- **Problem description**: Your answer must consist of exactly the lines below, starting with the line with "Return one point per instance of the brown" and going on through the line with "Return one point per instance of the person kneeling", and nothing else.

*** Data to use ***

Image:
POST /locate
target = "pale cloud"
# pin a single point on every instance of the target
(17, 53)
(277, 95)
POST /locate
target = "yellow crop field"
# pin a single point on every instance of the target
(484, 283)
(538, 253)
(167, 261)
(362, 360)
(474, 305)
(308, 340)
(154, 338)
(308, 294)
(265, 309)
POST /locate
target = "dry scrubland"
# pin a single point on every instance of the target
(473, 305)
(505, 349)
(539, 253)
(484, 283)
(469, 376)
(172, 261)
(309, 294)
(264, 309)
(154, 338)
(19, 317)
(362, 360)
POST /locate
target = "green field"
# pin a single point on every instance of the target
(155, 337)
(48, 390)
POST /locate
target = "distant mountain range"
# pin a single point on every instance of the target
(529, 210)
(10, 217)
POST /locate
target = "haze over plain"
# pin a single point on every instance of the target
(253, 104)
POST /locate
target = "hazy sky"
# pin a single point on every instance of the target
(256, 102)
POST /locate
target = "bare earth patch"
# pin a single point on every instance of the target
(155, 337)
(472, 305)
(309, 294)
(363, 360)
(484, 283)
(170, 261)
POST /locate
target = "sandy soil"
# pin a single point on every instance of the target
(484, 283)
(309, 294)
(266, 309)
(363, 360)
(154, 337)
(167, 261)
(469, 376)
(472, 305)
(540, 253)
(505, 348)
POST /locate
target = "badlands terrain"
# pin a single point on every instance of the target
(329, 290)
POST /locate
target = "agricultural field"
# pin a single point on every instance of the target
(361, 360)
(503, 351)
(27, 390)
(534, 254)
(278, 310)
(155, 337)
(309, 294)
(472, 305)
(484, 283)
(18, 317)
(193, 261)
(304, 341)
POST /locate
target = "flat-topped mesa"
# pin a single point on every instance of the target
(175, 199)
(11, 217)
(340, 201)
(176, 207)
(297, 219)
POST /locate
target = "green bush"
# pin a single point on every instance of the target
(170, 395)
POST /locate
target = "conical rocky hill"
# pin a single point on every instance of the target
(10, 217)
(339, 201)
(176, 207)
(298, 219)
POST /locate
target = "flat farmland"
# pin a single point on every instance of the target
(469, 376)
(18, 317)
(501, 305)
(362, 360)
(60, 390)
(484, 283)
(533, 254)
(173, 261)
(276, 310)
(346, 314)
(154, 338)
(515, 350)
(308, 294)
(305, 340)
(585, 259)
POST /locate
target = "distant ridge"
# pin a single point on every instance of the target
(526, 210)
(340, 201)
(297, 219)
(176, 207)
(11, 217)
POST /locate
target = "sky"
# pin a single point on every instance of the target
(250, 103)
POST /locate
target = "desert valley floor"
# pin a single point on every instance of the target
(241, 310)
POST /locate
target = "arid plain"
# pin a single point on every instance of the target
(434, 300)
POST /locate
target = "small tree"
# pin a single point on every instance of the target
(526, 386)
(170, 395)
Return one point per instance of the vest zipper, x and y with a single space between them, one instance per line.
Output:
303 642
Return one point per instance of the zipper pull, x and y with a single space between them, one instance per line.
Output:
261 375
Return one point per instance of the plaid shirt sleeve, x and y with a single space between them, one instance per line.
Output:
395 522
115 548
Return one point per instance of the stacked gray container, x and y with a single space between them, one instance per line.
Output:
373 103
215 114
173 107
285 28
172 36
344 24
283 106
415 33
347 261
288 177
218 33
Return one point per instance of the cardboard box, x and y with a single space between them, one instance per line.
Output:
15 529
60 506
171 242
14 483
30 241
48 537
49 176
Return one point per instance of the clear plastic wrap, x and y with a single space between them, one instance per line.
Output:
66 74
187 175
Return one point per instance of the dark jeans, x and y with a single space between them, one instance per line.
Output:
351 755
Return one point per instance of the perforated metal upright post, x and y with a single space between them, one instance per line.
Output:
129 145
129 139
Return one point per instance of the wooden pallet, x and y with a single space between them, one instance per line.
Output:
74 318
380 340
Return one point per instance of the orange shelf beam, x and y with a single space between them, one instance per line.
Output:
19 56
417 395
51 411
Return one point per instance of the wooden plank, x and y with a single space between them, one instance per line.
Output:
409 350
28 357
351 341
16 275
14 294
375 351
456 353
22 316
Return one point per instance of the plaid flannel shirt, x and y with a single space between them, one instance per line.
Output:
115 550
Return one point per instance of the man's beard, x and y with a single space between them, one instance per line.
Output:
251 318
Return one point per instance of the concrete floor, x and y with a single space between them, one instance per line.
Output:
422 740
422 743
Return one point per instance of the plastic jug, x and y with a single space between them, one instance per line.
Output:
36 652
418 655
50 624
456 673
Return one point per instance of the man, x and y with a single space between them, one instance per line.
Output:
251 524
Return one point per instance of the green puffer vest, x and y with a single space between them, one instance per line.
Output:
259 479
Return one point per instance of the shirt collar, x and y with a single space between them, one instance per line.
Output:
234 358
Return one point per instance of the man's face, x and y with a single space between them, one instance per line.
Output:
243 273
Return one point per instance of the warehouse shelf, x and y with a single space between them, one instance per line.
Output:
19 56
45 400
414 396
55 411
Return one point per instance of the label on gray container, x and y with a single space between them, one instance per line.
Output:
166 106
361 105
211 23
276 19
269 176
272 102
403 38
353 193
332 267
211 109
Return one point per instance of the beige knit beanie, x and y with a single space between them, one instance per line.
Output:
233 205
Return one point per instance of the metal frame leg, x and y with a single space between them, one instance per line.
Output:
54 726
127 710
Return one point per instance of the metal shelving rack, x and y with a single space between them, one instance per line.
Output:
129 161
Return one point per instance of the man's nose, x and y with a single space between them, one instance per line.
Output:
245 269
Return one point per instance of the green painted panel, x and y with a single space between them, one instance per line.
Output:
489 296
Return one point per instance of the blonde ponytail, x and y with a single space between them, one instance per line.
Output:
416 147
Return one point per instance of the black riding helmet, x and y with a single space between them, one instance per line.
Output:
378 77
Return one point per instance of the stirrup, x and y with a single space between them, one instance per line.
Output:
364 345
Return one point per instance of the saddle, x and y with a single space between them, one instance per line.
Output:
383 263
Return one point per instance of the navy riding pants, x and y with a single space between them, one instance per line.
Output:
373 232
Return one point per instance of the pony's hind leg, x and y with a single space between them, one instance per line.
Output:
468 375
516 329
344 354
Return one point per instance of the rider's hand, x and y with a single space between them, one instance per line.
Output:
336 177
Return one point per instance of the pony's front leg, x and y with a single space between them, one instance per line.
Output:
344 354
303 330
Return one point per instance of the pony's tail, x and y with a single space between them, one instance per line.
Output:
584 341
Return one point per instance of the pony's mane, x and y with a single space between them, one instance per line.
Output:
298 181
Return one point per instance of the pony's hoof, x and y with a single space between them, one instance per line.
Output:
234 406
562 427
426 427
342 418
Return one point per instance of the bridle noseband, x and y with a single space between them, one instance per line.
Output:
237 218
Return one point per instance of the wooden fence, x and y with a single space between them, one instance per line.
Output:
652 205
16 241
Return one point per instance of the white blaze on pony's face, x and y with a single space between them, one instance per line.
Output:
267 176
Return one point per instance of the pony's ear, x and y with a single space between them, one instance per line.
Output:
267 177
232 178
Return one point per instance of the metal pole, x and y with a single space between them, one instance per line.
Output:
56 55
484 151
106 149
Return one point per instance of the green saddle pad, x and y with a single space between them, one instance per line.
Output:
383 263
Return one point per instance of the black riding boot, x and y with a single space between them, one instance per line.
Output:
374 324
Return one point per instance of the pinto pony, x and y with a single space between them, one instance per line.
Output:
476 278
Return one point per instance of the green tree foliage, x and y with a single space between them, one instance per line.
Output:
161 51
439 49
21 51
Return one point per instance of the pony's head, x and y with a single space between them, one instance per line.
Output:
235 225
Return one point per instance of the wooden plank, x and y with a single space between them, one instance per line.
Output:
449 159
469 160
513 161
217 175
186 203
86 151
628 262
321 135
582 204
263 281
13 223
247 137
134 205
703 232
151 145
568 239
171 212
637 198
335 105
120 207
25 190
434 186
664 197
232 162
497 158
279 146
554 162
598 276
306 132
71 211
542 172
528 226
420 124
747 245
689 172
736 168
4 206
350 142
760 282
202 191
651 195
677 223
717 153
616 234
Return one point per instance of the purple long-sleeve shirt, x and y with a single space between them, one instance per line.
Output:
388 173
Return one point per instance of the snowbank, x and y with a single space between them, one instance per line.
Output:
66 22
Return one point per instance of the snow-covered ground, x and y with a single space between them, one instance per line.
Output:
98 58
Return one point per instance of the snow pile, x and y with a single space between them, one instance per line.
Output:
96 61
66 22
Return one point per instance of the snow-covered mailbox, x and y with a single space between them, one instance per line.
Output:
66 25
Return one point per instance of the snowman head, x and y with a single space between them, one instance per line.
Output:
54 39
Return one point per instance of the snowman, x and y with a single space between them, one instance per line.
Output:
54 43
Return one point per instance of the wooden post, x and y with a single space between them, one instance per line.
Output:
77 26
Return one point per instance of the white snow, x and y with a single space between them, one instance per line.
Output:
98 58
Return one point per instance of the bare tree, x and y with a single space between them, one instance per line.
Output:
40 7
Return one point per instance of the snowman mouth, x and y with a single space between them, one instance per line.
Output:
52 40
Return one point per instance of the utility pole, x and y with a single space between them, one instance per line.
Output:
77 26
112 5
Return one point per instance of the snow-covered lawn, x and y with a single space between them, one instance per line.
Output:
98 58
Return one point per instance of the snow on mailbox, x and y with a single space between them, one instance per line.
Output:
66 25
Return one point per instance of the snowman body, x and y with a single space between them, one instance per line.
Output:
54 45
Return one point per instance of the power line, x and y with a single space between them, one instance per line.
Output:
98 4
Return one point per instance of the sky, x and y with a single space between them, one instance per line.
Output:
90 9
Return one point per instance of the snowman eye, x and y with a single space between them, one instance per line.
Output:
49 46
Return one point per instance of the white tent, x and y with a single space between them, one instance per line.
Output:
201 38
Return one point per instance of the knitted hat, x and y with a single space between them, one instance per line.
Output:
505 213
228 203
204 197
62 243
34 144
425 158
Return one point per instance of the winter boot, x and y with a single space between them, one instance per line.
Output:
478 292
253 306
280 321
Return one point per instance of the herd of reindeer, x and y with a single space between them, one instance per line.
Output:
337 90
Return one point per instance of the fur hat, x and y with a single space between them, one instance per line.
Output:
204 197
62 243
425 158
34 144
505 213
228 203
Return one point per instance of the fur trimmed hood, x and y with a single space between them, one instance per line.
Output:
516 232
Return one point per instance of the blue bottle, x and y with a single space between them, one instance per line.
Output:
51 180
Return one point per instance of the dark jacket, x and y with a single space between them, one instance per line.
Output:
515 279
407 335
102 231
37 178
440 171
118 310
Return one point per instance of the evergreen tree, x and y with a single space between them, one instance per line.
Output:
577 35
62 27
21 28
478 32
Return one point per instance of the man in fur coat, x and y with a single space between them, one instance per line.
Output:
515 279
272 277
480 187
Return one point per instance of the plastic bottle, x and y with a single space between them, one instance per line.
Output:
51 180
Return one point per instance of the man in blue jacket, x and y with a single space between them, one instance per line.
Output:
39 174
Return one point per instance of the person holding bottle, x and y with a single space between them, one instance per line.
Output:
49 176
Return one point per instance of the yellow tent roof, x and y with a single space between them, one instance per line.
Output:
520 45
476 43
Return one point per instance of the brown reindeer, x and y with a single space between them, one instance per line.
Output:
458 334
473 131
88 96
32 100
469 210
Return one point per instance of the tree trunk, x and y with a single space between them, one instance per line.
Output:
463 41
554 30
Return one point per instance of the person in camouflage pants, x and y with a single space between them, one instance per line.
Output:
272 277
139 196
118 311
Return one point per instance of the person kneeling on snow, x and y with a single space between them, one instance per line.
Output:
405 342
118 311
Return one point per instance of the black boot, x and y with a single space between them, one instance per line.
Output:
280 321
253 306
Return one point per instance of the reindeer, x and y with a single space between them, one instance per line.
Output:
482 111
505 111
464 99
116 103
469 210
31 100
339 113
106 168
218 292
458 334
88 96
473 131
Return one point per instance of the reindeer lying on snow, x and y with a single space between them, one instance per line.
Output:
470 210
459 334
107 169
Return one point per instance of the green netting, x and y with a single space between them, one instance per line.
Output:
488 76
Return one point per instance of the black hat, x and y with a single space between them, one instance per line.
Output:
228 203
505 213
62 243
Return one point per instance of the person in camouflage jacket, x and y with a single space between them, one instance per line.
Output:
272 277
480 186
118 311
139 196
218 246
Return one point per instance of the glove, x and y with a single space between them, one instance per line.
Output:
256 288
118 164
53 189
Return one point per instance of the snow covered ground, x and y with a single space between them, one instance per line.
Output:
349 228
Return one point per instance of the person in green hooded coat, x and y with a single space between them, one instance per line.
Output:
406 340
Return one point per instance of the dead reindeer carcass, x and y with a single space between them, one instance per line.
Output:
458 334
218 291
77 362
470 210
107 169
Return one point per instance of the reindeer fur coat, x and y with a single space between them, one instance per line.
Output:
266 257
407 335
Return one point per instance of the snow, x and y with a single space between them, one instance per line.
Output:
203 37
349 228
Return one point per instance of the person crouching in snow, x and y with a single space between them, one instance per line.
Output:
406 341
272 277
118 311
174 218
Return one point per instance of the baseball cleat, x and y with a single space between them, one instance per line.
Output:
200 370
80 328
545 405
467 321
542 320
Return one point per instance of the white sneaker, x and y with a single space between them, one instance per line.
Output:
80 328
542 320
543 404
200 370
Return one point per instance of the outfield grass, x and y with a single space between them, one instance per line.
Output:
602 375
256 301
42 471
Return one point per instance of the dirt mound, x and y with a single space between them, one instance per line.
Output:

*** End of Data to use ***

- **Answer section**:
Return one point per instance of the brown reindeer, x and y with a single space between them, one instance per line.
Output:
458 334
473 131
88 96
32 100
469 210
Return one point per instance of the tree trunk, x and y with a single space between them, one instance per line.
Output:
463 41
554 30
Return one point per instance of the person in camouflage pants, x and y with a single space between them, one instance per line.
Output:
272 277
139 196
118 311
Return one point per instance of the person kneeling on snow, x and y with a single space between them, one instance per line.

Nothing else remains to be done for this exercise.